PROBLEM TO SOLVE: Return all the data below as it stands, minus the pictures.

Image object location entries:
>>>

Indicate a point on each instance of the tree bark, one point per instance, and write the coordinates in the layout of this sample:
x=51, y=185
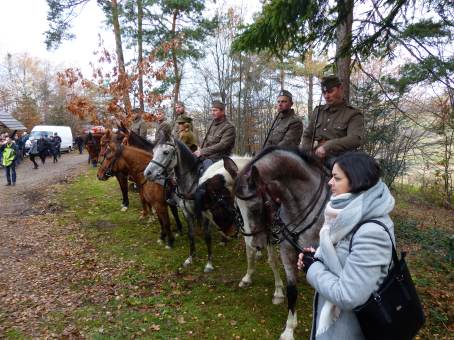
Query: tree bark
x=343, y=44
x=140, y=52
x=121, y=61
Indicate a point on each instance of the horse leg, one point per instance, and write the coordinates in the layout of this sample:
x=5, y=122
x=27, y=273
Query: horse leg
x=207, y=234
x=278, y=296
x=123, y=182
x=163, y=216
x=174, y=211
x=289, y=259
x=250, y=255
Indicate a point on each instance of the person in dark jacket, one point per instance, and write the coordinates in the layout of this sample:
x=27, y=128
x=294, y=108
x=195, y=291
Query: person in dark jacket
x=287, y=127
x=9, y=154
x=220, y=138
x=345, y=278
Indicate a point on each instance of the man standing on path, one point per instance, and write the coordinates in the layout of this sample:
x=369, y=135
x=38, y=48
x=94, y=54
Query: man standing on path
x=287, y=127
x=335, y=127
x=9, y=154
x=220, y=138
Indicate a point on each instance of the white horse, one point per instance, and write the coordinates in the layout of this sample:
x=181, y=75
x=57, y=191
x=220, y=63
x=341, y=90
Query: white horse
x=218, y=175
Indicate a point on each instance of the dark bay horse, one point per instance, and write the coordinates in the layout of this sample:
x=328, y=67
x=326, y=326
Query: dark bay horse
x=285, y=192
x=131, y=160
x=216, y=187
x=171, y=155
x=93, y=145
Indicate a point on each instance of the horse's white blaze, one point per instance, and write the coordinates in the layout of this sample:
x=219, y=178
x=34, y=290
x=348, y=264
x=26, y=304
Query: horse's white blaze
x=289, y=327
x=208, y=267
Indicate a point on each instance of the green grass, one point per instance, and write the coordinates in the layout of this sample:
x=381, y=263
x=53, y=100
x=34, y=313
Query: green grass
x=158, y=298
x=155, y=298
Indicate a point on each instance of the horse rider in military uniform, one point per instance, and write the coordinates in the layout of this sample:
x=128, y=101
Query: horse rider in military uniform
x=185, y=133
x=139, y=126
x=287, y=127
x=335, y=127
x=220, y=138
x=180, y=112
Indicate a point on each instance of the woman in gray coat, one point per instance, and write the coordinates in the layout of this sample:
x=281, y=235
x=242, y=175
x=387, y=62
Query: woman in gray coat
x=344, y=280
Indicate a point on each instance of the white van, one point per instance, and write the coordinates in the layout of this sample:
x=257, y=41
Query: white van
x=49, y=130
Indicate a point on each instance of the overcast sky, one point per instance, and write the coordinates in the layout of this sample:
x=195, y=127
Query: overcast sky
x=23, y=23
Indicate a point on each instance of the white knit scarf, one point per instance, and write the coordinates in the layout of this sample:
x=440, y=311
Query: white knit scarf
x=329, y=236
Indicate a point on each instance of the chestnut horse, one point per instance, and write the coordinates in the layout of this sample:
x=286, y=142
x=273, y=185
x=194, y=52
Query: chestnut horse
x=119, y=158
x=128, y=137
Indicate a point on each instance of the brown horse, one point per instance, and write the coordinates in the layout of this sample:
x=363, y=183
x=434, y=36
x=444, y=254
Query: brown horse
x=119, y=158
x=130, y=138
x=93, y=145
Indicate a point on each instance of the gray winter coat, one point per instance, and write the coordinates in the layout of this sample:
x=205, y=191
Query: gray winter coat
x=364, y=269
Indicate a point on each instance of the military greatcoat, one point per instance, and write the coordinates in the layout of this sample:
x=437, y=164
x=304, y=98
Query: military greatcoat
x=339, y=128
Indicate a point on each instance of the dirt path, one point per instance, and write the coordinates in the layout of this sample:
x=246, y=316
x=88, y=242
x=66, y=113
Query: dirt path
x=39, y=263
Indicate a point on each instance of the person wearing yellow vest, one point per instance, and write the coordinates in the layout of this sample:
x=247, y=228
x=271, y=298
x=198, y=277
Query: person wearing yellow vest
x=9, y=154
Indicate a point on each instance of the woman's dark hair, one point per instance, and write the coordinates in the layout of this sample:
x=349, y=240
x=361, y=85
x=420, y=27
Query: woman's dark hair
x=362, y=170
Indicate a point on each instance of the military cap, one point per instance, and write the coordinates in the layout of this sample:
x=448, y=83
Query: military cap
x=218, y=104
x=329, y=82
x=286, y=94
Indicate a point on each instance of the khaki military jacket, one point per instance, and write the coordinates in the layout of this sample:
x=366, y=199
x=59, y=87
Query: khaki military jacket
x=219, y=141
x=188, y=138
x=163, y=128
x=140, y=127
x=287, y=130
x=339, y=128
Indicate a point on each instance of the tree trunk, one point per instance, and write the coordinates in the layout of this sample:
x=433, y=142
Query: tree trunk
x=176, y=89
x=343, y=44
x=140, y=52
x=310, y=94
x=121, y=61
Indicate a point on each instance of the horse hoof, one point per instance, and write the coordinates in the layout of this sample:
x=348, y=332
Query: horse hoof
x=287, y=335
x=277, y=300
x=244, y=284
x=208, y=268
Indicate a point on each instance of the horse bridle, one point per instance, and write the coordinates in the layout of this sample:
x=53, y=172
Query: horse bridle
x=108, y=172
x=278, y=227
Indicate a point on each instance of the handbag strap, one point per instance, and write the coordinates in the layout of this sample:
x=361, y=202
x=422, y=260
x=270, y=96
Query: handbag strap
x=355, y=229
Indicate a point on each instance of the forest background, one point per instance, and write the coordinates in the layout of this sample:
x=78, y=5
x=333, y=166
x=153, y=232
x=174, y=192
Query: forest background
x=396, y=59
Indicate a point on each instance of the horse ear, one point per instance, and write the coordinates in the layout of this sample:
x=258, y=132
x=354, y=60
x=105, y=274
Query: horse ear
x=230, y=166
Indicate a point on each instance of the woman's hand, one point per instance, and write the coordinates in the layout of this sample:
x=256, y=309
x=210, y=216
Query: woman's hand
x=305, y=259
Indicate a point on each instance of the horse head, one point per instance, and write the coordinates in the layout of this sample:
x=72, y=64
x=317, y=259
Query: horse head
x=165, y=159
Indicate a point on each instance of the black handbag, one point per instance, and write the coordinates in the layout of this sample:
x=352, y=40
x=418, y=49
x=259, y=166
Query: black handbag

<<<

WRITTEN ANSWER:
Indicate a point on each instance of the tree bark, one point per instance, and write the coordinates in the layout of this sample:
x=51, y=185
Query: tree bark
x=343, y=44
x=140, y=52
x=121, y=61
Indicate a point on each instance of the horse leg, one point per instance, and write the coordinates in the layout of this sample:
x=5, y=122
x=27, y=273
Query: horse leg
x=207, y=234
x=278, y=296
x=123, y=182
x=163, y=216
x=174, y=211
x=289, y=259
x=250, y=255
Indicate a point on each instance of the person in dark jacket, one point per instance, and write the coordinates in the layout of this sample:
x=27, y=128
x=294, y=108
x=195, y=291
Query: person in dark jacket
x=287, y=127
x=9, y=154
x=220, y=138
x=345, y=278
Indicate a point on each instance of the man standing on path, one point per instance, and write the coordinates in the layout of this sample:
x=369, y=135
x=38, y=48
x=94, y=54
Query: man standing on path
x=287, y=127
x=335, y=127
x=9, y=154
x=220, y=138
Indicate a point on each instance of the white horse, one point per instance, and write the coordinates in the layout of this sample:
x=181, y=75
x=57, y=191
x=220, y=63
x=341, y=90
Query: white horse
x=218, y=175
Indicate a point on each instance of the dark bay horse, one point per instance, and write the coordinates in the layout of this sample:
x=328, y=67
x=326, y=326
Query: dark bay horse
x=285, y=192
x=131, y=160
x=216, y=187
x=171, y=155
x=93, y=145
Indicate a point on each instance of the horse's white blaze, one point per instance, and write the coordinates in the layout of this sample:
x=219, y=178
x=34, y=290
x=348, y=264
x=26, y=304
Query: horse's white blaze
x=289, y=327
x=208, y=267
Indicate a point on each instance of the green grass, one point per instance, and write the coordinates in the layout of this sample:
x=381, y=263
x=53, y=100
x=34, y=313
Query: green grass
x=158, y=298
x=155, y=298
Indicate a point on each instance of the horse rider in military uniform, one point per instance, and write the coordinates in the layout of this sample:
x=128, y=101
Query: horse rider in military uniform
x=185, y=133
x=139, y=126
x=287, y=127
x=335, y=127
x=220, y=138
x=180, y=112
Indicate a point on each instance of the woman in gray coat, one point per instance, and write the coordinates in the layout of this sample:
x=281, y=235
x=242, y=175
x=387, y=62
Query: woman in gray coat
x=344, y=280
Indicate a point on each instance of the white van, one point per instance, and write the coordinates in the layout of this sample:
x=257, y=41
Query: white van
x=49, y=130
Indicate a point on each instance of the overcast sky, one point per instance, and write the coordinates in the layout of this sample:
x=195, y=127
Query: overcast sky
x=23, y=23
Indicate a point on each instance of the white knit scarf, one point per instance, and write the coordinates in the layout of this sample:
x=440, y=311
Query: white knit scarf
x=329, y=236
Indicate a point on each instance of the chestnut horse, one point per instance, and write the coordinates in the layout of this sample:
x=286, y=142
x=273, y=185
x=194, y=52
Query: chestnut horse
x=119, y=158
x=128, y=137
Indicate a point on each instance of the brown horse, one point per instance, and write the coordinates in the layout of this sample:
x=363, y=183
x=434, y=36
x=444, y=254
Query: brown horse
x=119, y=158
x=130, y=138
x=93, y=145
Indicate a point on each instance of the gray winter coat, one point per instance, and write the coordinates in the layout of this sample:
x=205, y=191
Query: gray winter coat
x=364, y=269
Indicate a point on each instance of the military greatcoat, one point per instance, and write the coordinates in the layout of this sample:
x=437, y=164
x=304, y=98
Query: military greatcoat
x=339, y=128
Indicate a point on each instance of the dirt path, one point per instance, and write the coordinates in the layout of this sample:
x=246, y=316
x=88, y=242
x=66, y=113
Query: dirt path
x=39, y=263
Indicate a point on each instance of the person wearing yellow vest, one point per instance, and write the coordinates in the layout of this sample:
x=247, y=228
x=271, y=298
x=198, y=277
Query: person wearing yellow vest
x=9, y=154
Indicate a point on each instance of the woman's dark hair, one point per instance, and write the coordinates in the layout of this sample:
x=349, y=240
x=361, y=85
x=420, y=27
Query: woman's dark hair
x=362, y=170
Indicate a point on each instance of the military cap, one point per instance, and write the coordinates in the layout of this sample:
x=448, y=83
Query: military cap
x=218, y=104
x=329, y=82
x=286, y=94
Indicate a point on each instance of the khaki military jacket, one point per instance, and write the coordinates in the layout of this sample:
x=366, y=199
x=59, y=87
Query: khaki military jacket
x=219, y=141
x=188, y=138
x=163, y=128
x=140, y=127
x=287, y=130
x=339, y=128
Indicate a point on each instance of the tree trunk, one point per instance, and write the coordinates in the layout of this sample:
x=433, y=142
Query: tree trunk
x=176, y=89
x=343, y=44
x=140, y=52
x=310, y=94
x=121, y=61
Indicate a point on each instance of the horse hoof, one point per instance, and write the coordinates in the layout of this sample:
x=348, y=332
Query: horse hoof
x=287, y=335
x=277, y=300
x=244, y=284
x=208, y=268
Indicate a point on each instance of the horse bridle, one point per instance, and write the coordinates in the layout of this sample:
x=53, y=172
Query: horse bridle
x=108, y=172
x=278, y=227
Indicate a point on each instance of the handbag strap, one point per instance, and write the coordinates in the layout of this sample:
x=361, y=202
x=422, y=260
x=270, y=96
Query: handbag strap
x=355, y=229
Indicate a point on each instance of the forest background, one point per instance, and write the coordinates in the layout of this sample:
x=78, y=5
x=333, y=166
x=153, y=232
x=174, y=192
Query: forest background
x=396, y=59
Indicate a point on each instance of the horse ear, one point per instance, and write the coordinates in the layout of this sample:
x=258, y=132
x=354, y=60
x=105, y=274
Query: horse ear
x=230, y=166
Indicate a point on each instance of the woman's hand, one point per instance, and write the coordinates in the layout of this sample:
x=256, y=309
x=210, y=216
Query: woman's hand
x=305, y=259
Indicate a point on each instance of the horse head, one point per instance, and write the coordinates in the layout of this sample:
x=72, y=64
x=317, y=259
Query: horse head
x=165, y=159
Indicate a point on each instance of the black handbag, one point per instance, and write the coordinates in the layout of this sample:
x=352, y=40
x=418, y=49
x=259, y=166
Query: black handbag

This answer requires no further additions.